(OBJECTIVE 1)
Recast the stored entries as a Markdown table with the columns Row and Line, starting at the line containing "Spot the man in" and ending at the final line of the entries. Give each line its own numbered row and skip any blank lines.

(PASSAGE)

######

- District location in Uganda
- Coordinates: 02°18′N 33°18′E﻿ / ﻿2.300°N 33.300°E
- Country: Uganda
- Region: Northern Region of Uganda
- Sub-region: Lango sub-region
- Capital: Alebtong

Area
- • Total: 1,527.5 km^{2} (589.8 sq mi)
- Elevation: 1,100 m (3,600 ft)

Population (2014 Census)
- • Total: 225,327
- • Density: 148/km^{2} (380/sq mi)
- Time zone: UTC+3 (EAT)
- Website: www.alebtong.go.ug

= Alebtong District =

Alebtong District is a district in the Northern Region of Uganda. The town of Alebtong serves as the district headquarters.

==Location==
Alebtong District is located in the Lango sub-region. The distance between Kampala to Alebtong Northern Region via Lira is 367 Km by road, Approximately 6hr Road Drive. The district is bordered by Otuke District to the north, Amuria District to the east, Dokolo District to the south, and Lira District to the west. The district headquarters are approximately 48 km, by road, east of Lira, the largest city in the sub-region. This is approximately 285 km, by road, north of Kampala, Uganda's capital and largest city. The coordinates of the district are 02 18N, 33 18E.

######

[Stored entries]
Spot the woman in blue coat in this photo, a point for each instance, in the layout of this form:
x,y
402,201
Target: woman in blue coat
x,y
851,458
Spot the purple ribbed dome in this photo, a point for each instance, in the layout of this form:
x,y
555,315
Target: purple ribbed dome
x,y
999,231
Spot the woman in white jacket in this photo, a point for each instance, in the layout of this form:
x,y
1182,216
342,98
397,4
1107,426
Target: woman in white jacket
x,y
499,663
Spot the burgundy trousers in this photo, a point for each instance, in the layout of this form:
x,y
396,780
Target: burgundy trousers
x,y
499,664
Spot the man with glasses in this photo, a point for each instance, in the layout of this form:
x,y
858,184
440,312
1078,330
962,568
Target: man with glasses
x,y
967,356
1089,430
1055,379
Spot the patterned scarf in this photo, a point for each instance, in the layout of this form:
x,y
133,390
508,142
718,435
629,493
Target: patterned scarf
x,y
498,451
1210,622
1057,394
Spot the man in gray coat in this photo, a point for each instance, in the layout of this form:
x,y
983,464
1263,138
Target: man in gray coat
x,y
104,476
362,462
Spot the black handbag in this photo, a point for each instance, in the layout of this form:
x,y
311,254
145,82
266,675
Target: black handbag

######

(OBJECTIVE 2)
According to the Alebtong District text, which district lies on its eastern border?

(ANSWER 1)
| Row | Line |
|---|---|
| 1 | Spot the man in gray coat in this photo, a point for each instance, in the layout of this form: |
| 2 | x,y |
| 3 | 983,464 |
| 4 | 1263,138 |
| 5 | Target: man in gray coat |
| 6 | x,y |
| 7 | 104,476 |
| 8 | 362,462 |
| 9 | Spot the black handbag in this photo, a point for each instance, in the layout of this form: |
| 10 | x,y |
| 11 | 311,254 |
| 12 | 145,82 |
| 13 | 266,675 |
| 14 | Target: black handbag |

(ANSWER 2)
Amuria District